- JOB
Repeat the records word for word, starting at the line that contains "[locate] dark tree" and continuing through the end of the records, including both of those ends.

start EXERCISE MATERIALS

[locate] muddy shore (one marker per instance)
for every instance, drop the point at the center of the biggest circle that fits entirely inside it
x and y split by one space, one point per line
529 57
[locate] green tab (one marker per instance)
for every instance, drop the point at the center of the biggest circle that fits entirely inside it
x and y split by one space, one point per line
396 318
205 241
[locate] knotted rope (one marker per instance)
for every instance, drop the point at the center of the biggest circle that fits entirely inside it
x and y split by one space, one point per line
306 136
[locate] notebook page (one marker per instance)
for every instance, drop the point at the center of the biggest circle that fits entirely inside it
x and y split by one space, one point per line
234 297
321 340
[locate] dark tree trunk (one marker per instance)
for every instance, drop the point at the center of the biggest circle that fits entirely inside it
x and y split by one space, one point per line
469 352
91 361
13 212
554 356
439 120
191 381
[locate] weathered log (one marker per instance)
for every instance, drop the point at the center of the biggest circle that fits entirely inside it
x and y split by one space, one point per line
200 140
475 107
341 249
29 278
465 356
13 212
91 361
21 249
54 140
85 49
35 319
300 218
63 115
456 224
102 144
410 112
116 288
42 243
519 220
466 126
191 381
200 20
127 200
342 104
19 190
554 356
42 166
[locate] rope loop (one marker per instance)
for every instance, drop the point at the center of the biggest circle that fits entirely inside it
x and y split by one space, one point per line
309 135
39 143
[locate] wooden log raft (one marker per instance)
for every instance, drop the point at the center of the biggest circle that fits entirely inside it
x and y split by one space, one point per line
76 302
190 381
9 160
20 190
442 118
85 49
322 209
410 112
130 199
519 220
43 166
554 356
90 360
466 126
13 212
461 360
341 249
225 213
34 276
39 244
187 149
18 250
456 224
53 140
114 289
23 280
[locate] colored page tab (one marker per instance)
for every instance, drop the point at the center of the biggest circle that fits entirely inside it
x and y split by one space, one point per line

end EXERCISE MATERIALS

- RESULT OF THIS TASK
[locate] dark tree trunk (one marker per instance)
for every instance, drop the point at the center of the biggest circle that fits entirely inside it
x and y split by one space, one point per line
469 352
91 361
13 212
554 356
439 120
191 381
[locate] weathered log (one marker per instance)
for every instance, drop the point at the center of the biggest circle that fits entirely inside it
x and y split by one space, one point per line
200 140
475 107
341 249
29 278
465 356
13 212
91 361
21 249
54 140
85 49
35 319
300 218
63 115
456 224
102 144
410 112
116 288
42 243
519 220
466 126
191 381
200 20
127 200
342 104
19 190
554 356
42 166
[locate] rope loop (one marker per instance)
for every instance, drop the point at the center of the biggest circle that fits entirely inside it
x and y split by one space, one point per line
309 135
39 143
[locate] wooden log raft (one marker per instance)
for every instance, drop the point at the center of the biggest circle that fits entirely inside it
x and y split by one space, one point per line
76 302
190 381
9 160
20 190
442 118
85 49
322 209
410 112
130 199
519 220
43 166
554 356
90 360
466 126
13 212
461 360
341 249
225 213
34 276
39 244
187 149
18 250
456 224
53 140
114 289
23 280
[locate] colored page tab (one marker per instance)
for every instance, drop the point at the center of the biggest circle that fits entirely inside it
x and y split by one space, one point per line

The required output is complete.